I didn’t cry at UP. Loved it, though.
The book that makes me cry, twice again, is Dogsbody by Diana Wynne Jones. I can get through it now without tearing up, but I first read it when I was ten and almost couldn’t make it through the whole thing. I gave it to my friend at the time and warned her it would make her cry. I don’t think she believed me, she still gives me guilt trips about it, but now she’s a devotee of DWJ
Same here.
When I was 17 or so, the movie My Girl had me sobbing by the end of it - other people mourning always gets me.
More recently, I always cry when reading Divine Secrets of the Ya-Ya Sisterhood – all that mother-daughter stuff, and loss, and hurt, and then reconciliation.
There are lots more that get me misty at all sorts of points (I do happy tears, too), but those are the ones that make me CRY.
I cried after I watched Reign Over Me. The movie did a good job showing accurate portrayal of grief.
I cried at the end of Braveheart after I had seen it for the 1000th time. I have no idea why.
A Mighty Wind
This is not a mis-post.
Also, the hospital scene in She’s Having A Baby, but that’s mostly because of Kate Bush’s This Woman’s Work.
I’m a big cry-baby when it comes to movies. Any movie–it doesn’t even have to be a good one–which features a reconciliation, whether doomed never to happen or whether portrayed happily on screen–will have me in tears. I am a reconciliation junkie.
As for written material, for some reason I don’t usually respond as emotionally. I can only think of two instances.
One was just a few months ago. I read the short story “Pol Pot’s Beautiful Daughter” and cried when
the spirits of Pol Pot’s victims told his daughter they were adopting her.
You had to be there. The imagery had as much to do with my response as the situation itself. Apologies: If you haven’t read the story, I’m not up to the task of describing the imagery adequately. I’m doing the story a disservice by mentioning that the imagery involved ringtones.
The only other instance I can recall was when I was in High School and read Dune Messiah. Some scene in that book–I don’t even remember which–had me in tears. I think it was when Paul was revealed to be blind.. But I was a kid then, I don’t know if I’d react the same way on a re-reading.
Heck, I skimmed through a kids’ comic-book style adaptation of the movie that was written in Japanese, and which I couldn’t understand, and I’d never heard of the movie, and I was still kind of sobbing.
Hey, it appears you can read it legally online here. It’s not a short story after all, it’s a novella.
But go read it. Great story.
Bump!
Can I please add another, and slip in a short story here?
Robert Heinlein’s short story “The Man Who Travelled in Elephants” gets me every time. Not the very end, but the scene in the parade when the elderly veterans are passing, and how some must ride, because “merciful Heaven forgive us, they could not walk.” Geez, I’m tearing up just typing this.
If a dog dies in it, I’m pretty much a goner.
“The Grapes of Wrath” was on the other night. No matter how many times I’ve seen it, I need a box of tissues to make it all the way through. So many sad moments in one movie! And “Wild Boys of the Road” - my God, I cried through that one, too. You think of the Depression and you think of musicals , and the Idiot Plot rich people movies, but there were grim and realistic movies, too. So what do we have for our Depression? Michael Moore? Movies about toys?
Movies always make me cry.
Books, not so much. Maus broke me. It is a son’s graphic novel reinterpretation of his father’s experience of the Jewish Holocaust. It won a special Pulitzer Prize. Jews are cute little mice and Nazis are cats and so forth, stripping everything of its usual ethnic connotations and removing the graphic stuff just to depict this very spare, raw story of human suffering. It does its job so well that the Holocaust becomes more than a single event, it becomes every bad thing that has ever happened to humanity since the dawn of time. I didn’t cry a little tear. I sobbed loudly, for at least 5 minutes straight.

###

**EXERCISE 1**
Please quote the forum text exactly, starting at the words "I cried after" and ending after "not a mis-post.".
**EXERCISE 2**
Turn the paragraph of the forum text that opens with "Books, not so much." into a brief bulleted list that keeps its main facts.

**DATA BELOW**
###

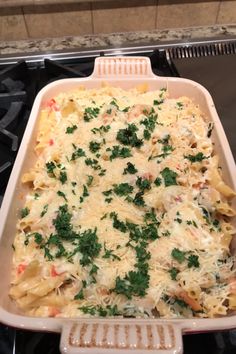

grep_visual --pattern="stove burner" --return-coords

###

**ANSWER BOX 1**
I cried after I watched Reign Over Me. The movie did a good job showing accurate portrayal of grief.
I cried at the end of Braveheart after I had seen it for the 1000th time. I have no idea why.
A Mighty Wind
This is not a mis-post.

**ANSWER BOX 2**
- Books seldom make the writer cry, but Maus did.
- Maus is a son's graphic novel reinterpretation of his father's experience of the Jewish Holocaust, and it won a special Pulitzer Prize.
- Jews are shown as cute little mice and Nazis as cats. This strips away the usual ethnic connotations and removes the graphic material, leaving a spare, raw story of human suffering.
- It works so well that the Holocaust becomes more than a single event and stands for every bad thing that has happened to humanity since the dawn of time.
- The writer sobbed loudly for at least 5 minutes straight.